The request:
In the records below, find the line containing "(381,477) (no space after the comma)."; copy exactly that line and all lines after it to the end, and nothing else.

── Information given

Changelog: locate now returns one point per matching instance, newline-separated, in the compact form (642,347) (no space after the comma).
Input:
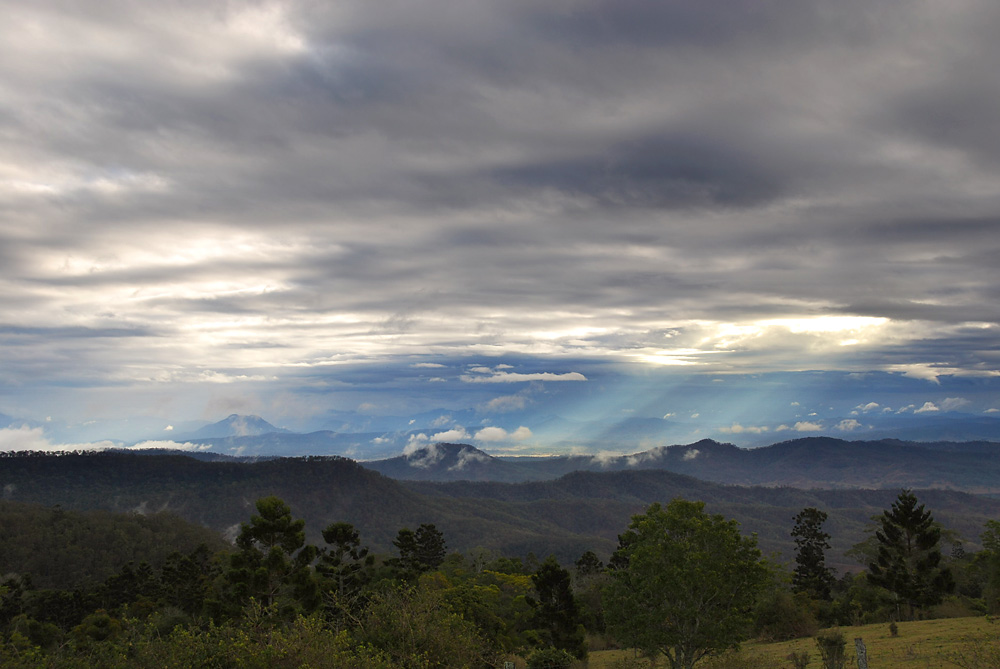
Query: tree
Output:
(989,560)
(588,565)
(273,561)
(557,617)
(689,586)
(345,568)
(908,563)
(811,573)
(419,551)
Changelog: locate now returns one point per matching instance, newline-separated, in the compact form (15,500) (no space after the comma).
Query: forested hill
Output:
(64,549)
(578,512)
(813,462)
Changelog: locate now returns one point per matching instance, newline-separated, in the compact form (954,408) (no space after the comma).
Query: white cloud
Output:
(505,403)
(952,403)
(170,445)
(921,371)
(510,377)
(424,456)
(455,434)
(807,426)
(736,428)
(466,457)
(415,443)
(25,438)
(605,458)
(493,433)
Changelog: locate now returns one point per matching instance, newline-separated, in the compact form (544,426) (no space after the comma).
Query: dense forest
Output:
(565,516)
(129,590)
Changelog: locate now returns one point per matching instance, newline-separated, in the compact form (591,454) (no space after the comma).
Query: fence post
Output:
(862,652)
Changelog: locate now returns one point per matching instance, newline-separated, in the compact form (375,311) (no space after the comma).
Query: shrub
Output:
(550,658)
(832,647)
(799,660)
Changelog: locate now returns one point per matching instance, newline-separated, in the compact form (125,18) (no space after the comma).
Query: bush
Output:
(736,660)
(550,658)
(799,660)
(782,616)
(832,649)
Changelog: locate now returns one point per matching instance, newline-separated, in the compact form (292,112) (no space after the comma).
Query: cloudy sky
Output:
(292,208)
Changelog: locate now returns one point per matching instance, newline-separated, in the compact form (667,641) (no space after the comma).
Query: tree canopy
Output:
(689,586)
(908,563)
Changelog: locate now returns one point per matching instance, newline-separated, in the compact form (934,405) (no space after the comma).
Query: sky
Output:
(295,209)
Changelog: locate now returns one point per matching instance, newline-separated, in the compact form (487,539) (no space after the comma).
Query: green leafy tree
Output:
(908,563)
(811,574)
(589,565)
(989,561)
(272,565)
(557,617)
(689,587)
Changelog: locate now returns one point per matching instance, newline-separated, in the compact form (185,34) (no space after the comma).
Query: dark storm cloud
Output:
(272,188)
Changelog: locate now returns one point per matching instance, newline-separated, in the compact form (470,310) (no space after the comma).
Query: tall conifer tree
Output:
(909,556)
(811,573)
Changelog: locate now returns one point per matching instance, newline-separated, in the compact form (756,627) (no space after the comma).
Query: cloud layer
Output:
(248,198)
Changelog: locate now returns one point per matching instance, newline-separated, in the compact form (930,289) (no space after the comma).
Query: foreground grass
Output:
(923,644)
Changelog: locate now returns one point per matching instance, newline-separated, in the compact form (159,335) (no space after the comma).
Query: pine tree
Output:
(272,564)
(811,573)
(345,567)
(557,617)
(909,555)
(419,551)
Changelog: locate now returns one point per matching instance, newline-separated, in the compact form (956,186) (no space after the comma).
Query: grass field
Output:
(924,644)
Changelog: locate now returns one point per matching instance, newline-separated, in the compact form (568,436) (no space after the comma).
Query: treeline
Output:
(683,584)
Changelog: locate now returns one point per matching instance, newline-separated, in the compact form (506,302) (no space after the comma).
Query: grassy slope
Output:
(923,644)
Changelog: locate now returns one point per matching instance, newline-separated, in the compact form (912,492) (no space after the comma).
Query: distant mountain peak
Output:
(237,425)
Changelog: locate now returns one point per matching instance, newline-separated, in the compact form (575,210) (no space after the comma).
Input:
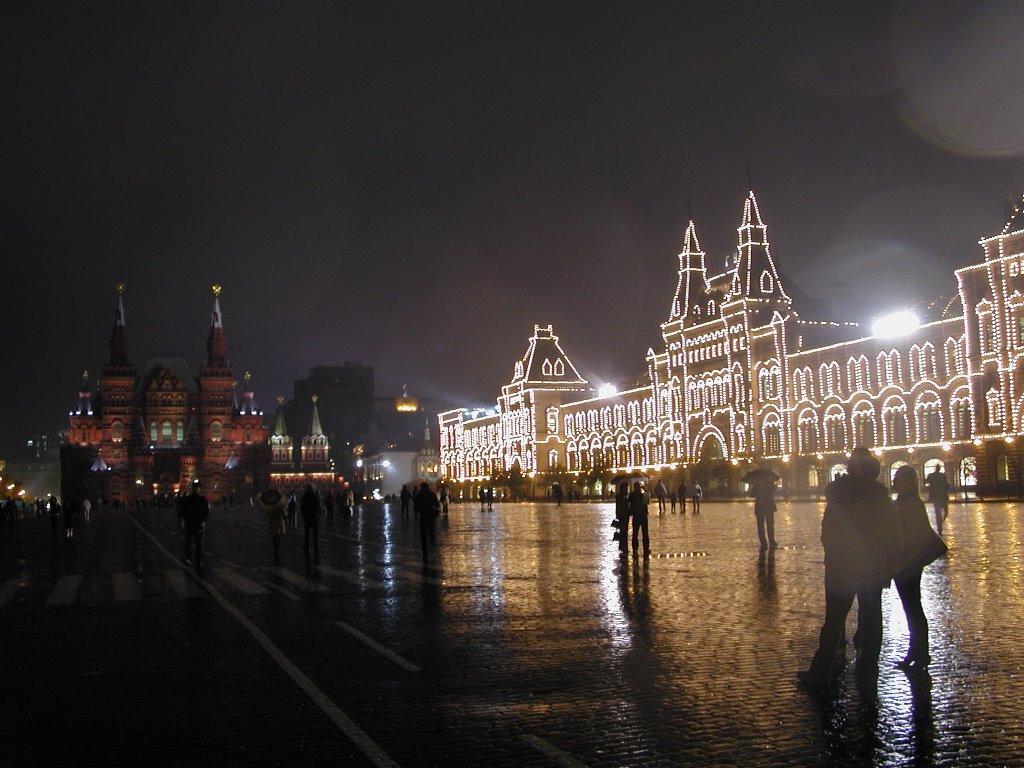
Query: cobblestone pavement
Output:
(524,642)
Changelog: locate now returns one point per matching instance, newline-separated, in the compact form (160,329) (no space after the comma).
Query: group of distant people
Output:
(663,495)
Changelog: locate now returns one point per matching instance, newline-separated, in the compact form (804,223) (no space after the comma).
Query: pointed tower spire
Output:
(280,430)
(216,345)
(248,404)
(119,336)
(314,426)
(692,285)
(282,454)
(756,273)
(315,448)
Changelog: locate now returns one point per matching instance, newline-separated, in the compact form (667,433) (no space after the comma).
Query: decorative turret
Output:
(756,275)
(314,449)
(281,443)
(216,345)
(691,289)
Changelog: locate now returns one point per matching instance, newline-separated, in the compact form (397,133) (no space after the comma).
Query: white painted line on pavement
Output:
(285,592)
(378,647)
(240,582)
(369,748)
(66,590)
(350,578)
(559,756)
(180,586)
(9,589)
(299,581)
(125,587)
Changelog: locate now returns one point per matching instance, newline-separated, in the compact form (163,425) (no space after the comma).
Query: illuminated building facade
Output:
(743,380)
(145,436)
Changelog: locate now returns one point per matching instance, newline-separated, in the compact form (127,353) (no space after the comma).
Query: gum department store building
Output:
(743,381)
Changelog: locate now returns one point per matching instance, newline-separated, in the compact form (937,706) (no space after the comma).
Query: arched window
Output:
(994,409)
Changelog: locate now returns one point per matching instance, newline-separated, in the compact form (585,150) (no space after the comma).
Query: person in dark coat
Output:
(309,506)
(938,497)
(427,507)
(71,516)
(921,546)
(623,517)
(860,532)
(195,511)
(272,504)
(764,511)
(638,511)
(54,517)
(407,497)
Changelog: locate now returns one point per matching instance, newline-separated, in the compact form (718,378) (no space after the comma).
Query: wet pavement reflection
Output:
(699,644)
(526,631)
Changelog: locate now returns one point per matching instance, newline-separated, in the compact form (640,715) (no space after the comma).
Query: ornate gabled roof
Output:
(756,274)
(248,404)
(167,373)
(545,363)
(84,407)
(692,285)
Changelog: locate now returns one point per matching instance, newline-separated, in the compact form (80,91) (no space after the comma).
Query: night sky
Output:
(415,185)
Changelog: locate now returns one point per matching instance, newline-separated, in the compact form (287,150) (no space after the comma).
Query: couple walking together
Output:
(868,541)
(632,505)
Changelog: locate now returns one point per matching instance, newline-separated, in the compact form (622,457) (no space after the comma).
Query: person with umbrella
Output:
(762,483)
(272,503)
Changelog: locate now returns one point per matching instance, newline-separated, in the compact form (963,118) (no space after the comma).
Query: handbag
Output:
(928,548)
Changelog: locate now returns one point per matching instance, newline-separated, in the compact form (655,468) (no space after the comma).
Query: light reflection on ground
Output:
(709,634)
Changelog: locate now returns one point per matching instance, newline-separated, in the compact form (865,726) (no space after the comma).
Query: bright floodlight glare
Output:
(895,324)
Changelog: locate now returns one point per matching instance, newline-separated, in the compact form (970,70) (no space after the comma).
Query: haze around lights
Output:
(895,324)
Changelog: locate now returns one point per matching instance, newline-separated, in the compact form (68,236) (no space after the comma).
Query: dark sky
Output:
(414,185)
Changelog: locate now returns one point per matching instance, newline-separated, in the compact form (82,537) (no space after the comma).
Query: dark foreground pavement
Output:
(524,642)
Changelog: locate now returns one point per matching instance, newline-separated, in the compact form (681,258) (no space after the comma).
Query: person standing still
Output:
(764,512)
(272,504)
(309,506)
(860,535)
(638,511)
(623,518)
(660,493)
(195,511)
(921,546)
(938,497)
(54,517)
(427,507)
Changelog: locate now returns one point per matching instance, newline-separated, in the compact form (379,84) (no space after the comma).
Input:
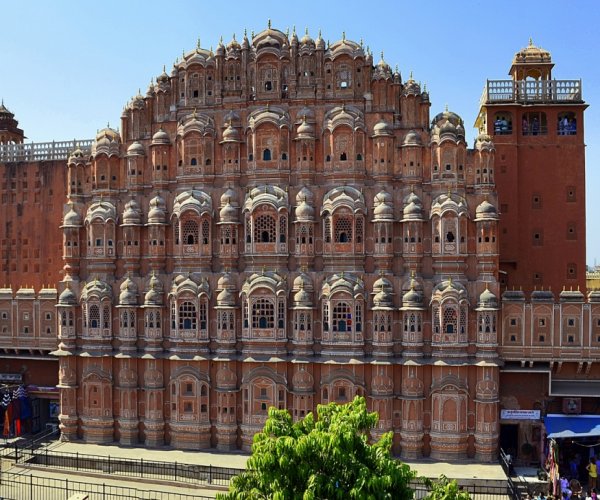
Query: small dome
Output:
(228,213)
(231,134)
(412,298)
(412,211)
(412,139)
(157,213)
(233,45)
(302,281)
(305,130)
(488,299)
(302,297)
(532,54)
(160,137)
(307,40)
(128,295)
(484,143)
(67,297)
(153,298)
(448,128)
(228,196)
(72,218)
(383,197)
(383,211)
(305,194)
(382,128)
(485,210)
(132,213)
(225,298)
(305,212)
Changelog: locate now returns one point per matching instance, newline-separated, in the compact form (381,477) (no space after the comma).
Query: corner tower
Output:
(9,132)
(537,125)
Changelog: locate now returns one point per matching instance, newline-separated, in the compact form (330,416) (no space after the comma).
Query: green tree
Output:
(445,489)
(327,458)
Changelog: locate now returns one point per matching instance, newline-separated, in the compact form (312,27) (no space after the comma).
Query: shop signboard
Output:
(519,414)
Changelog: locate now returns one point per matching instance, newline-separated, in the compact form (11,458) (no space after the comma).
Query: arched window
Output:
(502,123)
(264,229)
(263,314)
(187,316)
(94,316)
(342,317)
(343,230)
(190,232)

────

Written answer:
Changelog: locate now returns one point per matching instance, newline-separated, in the compact form (381,477) (no space after the comma).
Query: corner tower
Output:
(9,132)
(537,125)
Changelog: locate now returns one point per matching instance, newline-separated, in the compact form (330,416) (no space after the comma).
Query: green tree
Output:
(445,489)
(327,458)
Changelog: locate now returns one point per matching instance, newline-separated, in the compact form (312,27) (no space after the comma).
Query: shop signboard
Output:
(519,414)
Changelog: locate now returns one point per matching instance, newline-separated, in the compact form (11,458) (no space after the comma).
Query: arched window
Output:
(502,123)
(264,229)
(263,314)
(187,316)
(94,316)
(342,317)
(343,230)
(190,232)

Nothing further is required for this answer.